Dunque la terza e la quinta frasi esprimono corrrettamente ciò che ho detto il 20 aprile?


----------



## gabbagabbahey

Allora, se effettivamente il pensiero di chi parla è *successivo *al cambio di colore, allora la frase giusta è quella di Anja (oppure puoi dire: [....] e _ancora _non sapevo se stavo bene con i capelli biondi/se i capelli biondi mi donavano); se invece il pensiero è *anteriore *all'atto di tingersi, è più corretta la mia, in virtù della coordinanza dei tempi che prima ha spiegato King.


----------



## King Crimson

In linea di massima sono d'accordo con gabbagabbahey, aggiungerei però che, secondo me, un'alternativa più valida (non mi spingo a dire più corretta) a _Non sapevo se quei capelli biondi mi stavano bene _è _Non sapevo se quei capelli biondi mi stessero bene _(che è, sostanzialmente, quella che aveva proposto Geviert).
La differenza è che l'uso del congiuntivo imperfetto marca una situazione di possibilità o incertezza (il non sapere, il non essere sicuri) mentre l'uso dell'indicativo imperfetto denota certezza o realtà fattuale; a rigore, "non sapevo se mi stavano bene" significa che Ana era sicura di "non sapere (se stavano bene o no)".
Peraltro va detto che parliamo di sfumature e, nel linguaggio di tutti i giorni, il messaggio sarebbe correttamente compreso sia usando il congiuntivo sia usando l'indicativo (e noto che anche l'originale spagnolo usa il doppio indicativo imperfetto, _...sabía ...me veía_).


----------



## Geviert

"La differenza è che l'uso del congiuntivo imperfetto marca una situazione di possibilità o incertezza (il non sapere, il non essere sicuri) mentre l'uso dell'indicativo imperfetto denota certezza o realtà fattuale; a rigore, "non sapevo se mi stavano bene" significa che Ana era sicura di "non sapere (se stavano bene o no)".

Ecco. Qui vi ė il quid della questione. Dal punto di vista logico-formale (la frase) e temporale (la concordanza) le proposte riassunte da Gabba sono corrette, ma si perde la sfumatura di _piena_ incertezza che abbiamo noi (madrelingua) quando utilizziamo l'indicativo imperfetto in questi casi. Detto diversamente, con psicologia: l'autore del testo deve rimanere insicuro anche nella versione italiana!  (perciò la mia versione).

#### [MATERIALE]
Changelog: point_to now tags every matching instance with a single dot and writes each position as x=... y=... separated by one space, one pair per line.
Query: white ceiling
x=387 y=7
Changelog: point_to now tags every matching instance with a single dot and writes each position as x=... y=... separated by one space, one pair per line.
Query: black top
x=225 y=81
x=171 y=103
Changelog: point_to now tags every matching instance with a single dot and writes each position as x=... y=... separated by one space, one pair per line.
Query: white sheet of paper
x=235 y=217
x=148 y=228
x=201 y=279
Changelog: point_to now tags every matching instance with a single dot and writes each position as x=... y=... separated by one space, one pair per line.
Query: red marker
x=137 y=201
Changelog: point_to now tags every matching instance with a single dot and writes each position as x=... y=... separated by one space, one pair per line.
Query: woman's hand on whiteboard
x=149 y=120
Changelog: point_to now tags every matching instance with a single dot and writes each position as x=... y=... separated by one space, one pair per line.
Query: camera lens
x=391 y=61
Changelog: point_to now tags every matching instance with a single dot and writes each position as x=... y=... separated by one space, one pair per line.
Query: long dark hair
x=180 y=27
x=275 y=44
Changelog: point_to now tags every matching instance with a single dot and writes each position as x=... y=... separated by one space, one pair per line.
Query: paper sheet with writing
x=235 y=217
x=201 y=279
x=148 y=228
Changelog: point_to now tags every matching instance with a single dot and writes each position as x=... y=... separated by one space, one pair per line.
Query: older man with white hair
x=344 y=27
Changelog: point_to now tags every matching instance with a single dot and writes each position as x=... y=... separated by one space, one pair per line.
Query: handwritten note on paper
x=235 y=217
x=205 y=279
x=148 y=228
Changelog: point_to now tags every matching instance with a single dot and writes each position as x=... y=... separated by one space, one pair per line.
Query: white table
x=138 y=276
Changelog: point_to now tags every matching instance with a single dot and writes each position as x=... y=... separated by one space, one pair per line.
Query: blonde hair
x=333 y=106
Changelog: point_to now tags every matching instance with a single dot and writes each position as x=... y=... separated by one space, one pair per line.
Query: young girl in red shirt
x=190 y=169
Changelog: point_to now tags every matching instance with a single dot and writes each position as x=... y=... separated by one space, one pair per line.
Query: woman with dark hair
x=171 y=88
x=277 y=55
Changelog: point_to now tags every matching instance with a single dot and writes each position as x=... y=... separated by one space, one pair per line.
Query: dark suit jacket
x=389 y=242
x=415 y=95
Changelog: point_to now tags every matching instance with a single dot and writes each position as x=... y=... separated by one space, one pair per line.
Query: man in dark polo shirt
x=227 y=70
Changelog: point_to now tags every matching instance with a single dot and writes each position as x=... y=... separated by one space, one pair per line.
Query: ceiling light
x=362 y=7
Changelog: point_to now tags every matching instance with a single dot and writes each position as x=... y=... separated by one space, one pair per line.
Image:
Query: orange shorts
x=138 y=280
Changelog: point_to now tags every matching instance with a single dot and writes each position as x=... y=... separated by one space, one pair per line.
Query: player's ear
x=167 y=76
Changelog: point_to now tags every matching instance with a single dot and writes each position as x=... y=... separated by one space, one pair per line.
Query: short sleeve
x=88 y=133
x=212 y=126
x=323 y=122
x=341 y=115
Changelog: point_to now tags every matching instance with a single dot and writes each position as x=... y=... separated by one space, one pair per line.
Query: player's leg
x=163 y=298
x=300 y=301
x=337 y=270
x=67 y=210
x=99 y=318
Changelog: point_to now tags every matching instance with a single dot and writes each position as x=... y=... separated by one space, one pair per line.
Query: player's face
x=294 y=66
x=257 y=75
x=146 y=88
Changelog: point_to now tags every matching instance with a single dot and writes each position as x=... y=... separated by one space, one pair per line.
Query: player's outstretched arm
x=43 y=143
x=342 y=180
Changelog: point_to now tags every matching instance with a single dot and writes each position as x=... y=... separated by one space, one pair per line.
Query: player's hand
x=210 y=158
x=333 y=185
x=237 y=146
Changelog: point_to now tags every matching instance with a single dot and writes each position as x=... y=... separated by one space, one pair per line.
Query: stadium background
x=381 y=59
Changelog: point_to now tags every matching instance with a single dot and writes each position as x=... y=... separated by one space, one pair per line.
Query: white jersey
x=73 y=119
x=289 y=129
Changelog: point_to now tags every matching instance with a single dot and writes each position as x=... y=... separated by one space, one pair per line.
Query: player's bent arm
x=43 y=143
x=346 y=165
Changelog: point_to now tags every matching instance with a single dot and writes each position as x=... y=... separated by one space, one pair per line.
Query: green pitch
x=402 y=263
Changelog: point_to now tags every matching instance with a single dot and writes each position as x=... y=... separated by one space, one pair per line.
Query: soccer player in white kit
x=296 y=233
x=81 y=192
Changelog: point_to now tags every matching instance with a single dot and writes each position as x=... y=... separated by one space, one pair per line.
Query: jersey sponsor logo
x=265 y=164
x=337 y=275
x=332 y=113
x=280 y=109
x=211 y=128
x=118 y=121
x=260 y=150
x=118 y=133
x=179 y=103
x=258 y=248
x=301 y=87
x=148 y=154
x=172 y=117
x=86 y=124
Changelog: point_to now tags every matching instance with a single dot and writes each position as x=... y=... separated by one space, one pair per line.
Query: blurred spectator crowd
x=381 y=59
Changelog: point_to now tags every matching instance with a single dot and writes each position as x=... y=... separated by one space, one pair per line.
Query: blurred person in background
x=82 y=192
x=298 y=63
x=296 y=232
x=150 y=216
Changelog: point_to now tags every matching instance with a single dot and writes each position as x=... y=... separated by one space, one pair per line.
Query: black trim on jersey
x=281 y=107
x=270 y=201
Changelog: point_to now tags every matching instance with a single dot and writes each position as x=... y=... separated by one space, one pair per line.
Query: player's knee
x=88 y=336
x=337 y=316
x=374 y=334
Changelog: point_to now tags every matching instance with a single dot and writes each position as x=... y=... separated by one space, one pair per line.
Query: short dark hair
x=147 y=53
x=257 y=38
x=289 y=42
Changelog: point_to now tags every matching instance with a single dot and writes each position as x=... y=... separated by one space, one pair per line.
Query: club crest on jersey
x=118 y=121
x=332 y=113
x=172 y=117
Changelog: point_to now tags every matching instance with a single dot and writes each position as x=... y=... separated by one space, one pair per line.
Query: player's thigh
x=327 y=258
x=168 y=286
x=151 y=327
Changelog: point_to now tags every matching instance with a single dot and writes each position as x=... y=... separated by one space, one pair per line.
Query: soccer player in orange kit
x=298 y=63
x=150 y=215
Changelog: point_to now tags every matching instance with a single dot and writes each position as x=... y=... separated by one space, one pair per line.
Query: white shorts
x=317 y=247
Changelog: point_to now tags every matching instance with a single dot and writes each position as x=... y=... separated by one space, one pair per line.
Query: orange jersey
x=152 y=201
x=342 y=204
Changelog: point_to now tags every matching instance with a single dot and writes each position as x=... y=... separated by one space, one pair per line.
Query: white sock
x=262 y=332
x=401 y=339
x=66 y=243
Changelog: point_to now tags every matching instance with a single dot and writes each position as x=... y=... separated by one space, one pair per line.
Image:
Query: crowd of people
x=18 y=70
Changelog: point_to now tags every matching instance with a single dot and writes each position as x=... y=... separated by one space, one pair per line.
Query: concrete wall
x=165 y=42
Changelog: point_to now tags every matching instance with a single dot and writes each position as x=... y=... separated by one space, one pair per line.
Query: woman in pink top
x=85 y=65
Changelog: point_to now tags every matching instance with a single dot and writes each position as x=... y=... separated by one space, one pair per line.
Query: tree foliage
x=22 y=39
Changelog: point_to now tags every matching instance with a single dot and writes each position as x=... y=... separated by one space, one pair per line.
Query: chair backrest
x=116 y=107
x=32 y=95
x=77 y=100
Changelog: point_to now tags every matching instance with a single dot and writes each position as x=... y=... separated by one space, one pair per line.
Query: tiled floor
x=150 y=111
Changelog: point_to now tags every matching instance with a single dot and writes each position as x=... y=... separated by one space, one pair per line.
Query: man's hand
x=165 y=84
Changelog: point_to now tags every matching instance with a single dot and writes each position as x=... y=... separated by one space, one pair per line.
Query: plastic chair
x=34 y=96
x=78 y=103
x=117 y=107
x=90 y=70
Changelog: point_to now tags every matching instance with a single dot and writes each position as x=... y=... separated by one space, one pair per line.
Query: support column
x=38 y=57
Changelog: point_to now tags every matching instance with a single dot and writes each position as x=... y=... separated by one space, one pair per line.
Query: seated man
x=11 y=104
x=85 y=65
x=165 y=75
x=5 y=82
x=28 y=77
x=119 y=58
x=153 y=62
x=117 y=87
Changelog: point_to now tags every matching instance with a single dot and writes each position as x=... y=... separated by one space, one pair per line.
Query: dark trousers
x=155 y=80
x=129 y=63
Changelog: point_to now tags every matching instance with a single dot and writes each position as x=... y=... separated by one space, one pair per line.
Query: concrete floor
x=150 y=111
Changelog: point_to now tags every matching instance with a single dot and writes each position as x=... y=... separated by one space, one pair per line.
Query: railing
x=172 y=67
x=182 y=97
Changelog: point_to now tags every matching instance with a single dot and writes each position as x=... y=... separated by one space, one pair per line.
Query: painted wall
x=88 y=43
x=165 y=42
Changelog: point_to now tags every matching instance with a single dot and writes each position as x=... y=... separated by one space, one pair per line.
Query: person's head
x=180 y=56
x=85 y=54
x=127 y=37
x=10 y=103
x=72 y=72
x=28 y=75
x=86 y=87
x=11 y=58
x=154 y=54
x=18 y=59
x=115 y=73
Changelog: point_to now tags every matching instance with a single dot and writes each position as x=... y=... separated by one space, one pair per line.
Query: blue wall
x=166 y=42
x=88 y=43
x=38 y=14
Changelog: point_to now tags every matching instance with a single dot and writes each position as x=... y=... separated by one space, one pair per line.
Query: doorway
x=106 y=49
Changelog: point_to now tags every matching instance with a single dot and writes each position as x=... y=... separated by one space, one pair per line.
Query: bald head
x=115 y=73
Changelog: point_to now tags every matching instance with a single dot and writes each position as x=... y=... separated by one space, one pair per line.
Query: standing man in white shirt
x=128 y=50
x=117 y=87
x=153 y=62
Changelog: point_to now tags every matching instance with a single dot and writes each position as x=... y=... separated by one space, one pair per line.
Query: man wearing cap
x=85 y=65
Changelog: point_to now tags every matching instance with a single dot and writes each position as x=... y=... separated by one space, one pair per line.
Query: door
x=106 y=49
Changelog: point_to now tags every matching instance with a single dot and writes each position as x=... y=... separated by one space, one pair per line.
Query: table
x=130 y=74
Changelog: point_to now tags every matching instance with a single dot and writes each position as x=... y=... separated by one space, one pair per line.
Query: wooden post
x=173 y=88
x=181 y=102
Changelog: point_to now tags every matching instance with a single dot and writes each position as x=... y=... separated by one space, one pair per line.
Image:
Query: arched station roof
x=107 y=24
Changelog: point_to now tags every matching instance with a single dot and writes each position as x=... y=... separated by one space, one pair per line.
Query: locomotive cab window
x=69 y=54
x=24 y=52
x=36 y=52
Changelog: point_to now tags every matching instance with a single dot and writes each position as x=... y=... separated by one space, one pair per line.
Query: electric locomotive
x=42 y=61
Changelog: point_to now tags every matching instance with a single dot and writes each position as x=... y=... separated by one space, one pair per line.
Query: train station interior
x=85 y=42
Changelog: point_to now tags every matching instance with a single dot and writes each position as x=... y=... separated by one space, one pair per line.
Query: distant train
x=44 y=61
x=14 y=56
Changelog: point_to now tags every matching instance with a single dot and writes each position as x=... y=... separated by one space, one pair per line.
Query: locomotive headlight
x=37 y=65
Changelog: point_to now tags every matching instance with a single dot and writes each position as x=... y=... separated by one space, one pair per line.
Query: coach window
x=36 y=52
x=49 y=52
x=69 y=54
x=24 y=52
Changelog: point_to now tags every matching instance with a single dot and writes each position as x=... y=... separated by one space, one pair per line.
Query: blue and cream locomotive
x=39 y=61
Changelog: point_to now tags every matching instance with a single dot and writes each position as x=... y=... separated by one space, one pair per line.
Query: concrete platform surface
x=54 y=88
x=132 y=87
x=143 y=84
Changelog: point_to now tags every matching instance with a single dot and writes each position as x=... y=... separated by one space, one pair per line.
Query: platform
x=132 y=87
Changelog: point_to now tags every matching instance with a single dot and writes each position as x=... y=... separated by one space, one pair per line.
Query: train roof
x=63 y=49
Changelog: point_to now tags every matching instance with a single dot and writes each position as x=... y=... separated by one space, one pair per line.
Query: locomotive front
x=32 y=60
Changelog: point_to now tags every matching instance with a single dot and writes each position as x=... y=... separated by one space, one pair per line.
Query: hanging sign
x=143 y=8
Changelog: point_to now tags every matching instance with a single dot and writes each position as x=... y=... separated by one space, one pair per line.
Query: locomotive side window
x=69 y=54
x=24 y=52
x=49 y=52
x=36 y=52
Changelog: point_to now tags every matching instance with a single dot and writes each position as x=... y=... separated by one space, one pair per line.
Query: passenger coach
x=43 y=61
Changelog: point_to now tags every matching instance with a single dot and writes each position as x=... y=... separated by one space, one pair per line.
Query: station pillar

#### [CONSEGNE]
1: Ricopia parola per parola dalla discussione sul congiuntivo il tratto che va da "In linea di" fino a "aveva proposto Geviert)." compreso.
2: Nella discussione sul congiuntivo, quale forma verbale usa l'originale spagnolo secondo King Crimson?
3: Prosegui la discussione sul congiuntivo scrivendo ciò che viene dopo l'ultima frase riportata.
L'elenco non ha alcun legame con la discussione sul congiuntivo.

#### [SOLUZIONI]
1:
In linea di massima sono d'accordo con gabbagabbahey, aggiungerei però che, secondo me, un'alternativa più valida (non mi spingo a dire più corretta) a _Non sapevo se quei capelli biondi mi stavano bene _è _Non sapevo se quei capelli biondi mi stessero bene _(che è, sostanzialmente, quella che aveva proposto Geviert).

2: Il doppio indicativo imperfetto.

3:
----------



## Anja.Ann

Ciao, Geviert 

Proviamo a considerare la situazione da questo punto di vista: 

I capelli sono già stati tinti:

1) A breve si sarebbe celebrato il matrimonio di mia cugina, _non sapevo _[a quell'epoca]_ se _i cappelli già tinti _mi stavano bene _(Ana, nel momento in cui parla, non ha ancora avuto riscontri da nessuno sui suoi capelli biondi, non può sapere se agli altri piacerà o no, ma ormai ... è fatta). 

I capelli non sono ancora stati tinti:

2) A breve si sarebbe celebrato il matrimonio di mia cugina, _volevo_ [a quell'epoca] tingermi i capelli, ma _non sapevo se mi sarebbero stati bene _(Ana, nel momento in cui parla, esprime dubbi in merito all'opportunità di tingersi i capelli, si chiede se potrebbero starle bene o no: deve ancora decidere).


----------



## Geviert

Ergo Anja? (ciao!  mi manca il nuovo argomento. Altrimenti sarebbe in nuce il punto di vista di Gabba. Questo intendi?


----------



## Anja.Ann

Nessun nuovo argomento, Geviert! [Ciao, a proposito ] ... solo un approfondimento (se così posso dire).  

Dal momento che è chiaro che 





> en el momento en que la persona habla, *ya* *se pintó *el cabello rubio


 mi pare che dubbi sul tempo da usare in italiano non ce ne siano più.


----------



## King Crimson

Geviert said:


> "La differenza è che l'uso del congiuntivo imperfetto marca una situazione di possibilità o incertezza (il non sapere, il non essere sicuri) mentre l'uso dell'indicativo imperfetto denota certezza o realtà fattuale; a rigore, "non sapevo se mi stavano bene" significa che Ana era sicura di "non sapere (se stavano bene o no)".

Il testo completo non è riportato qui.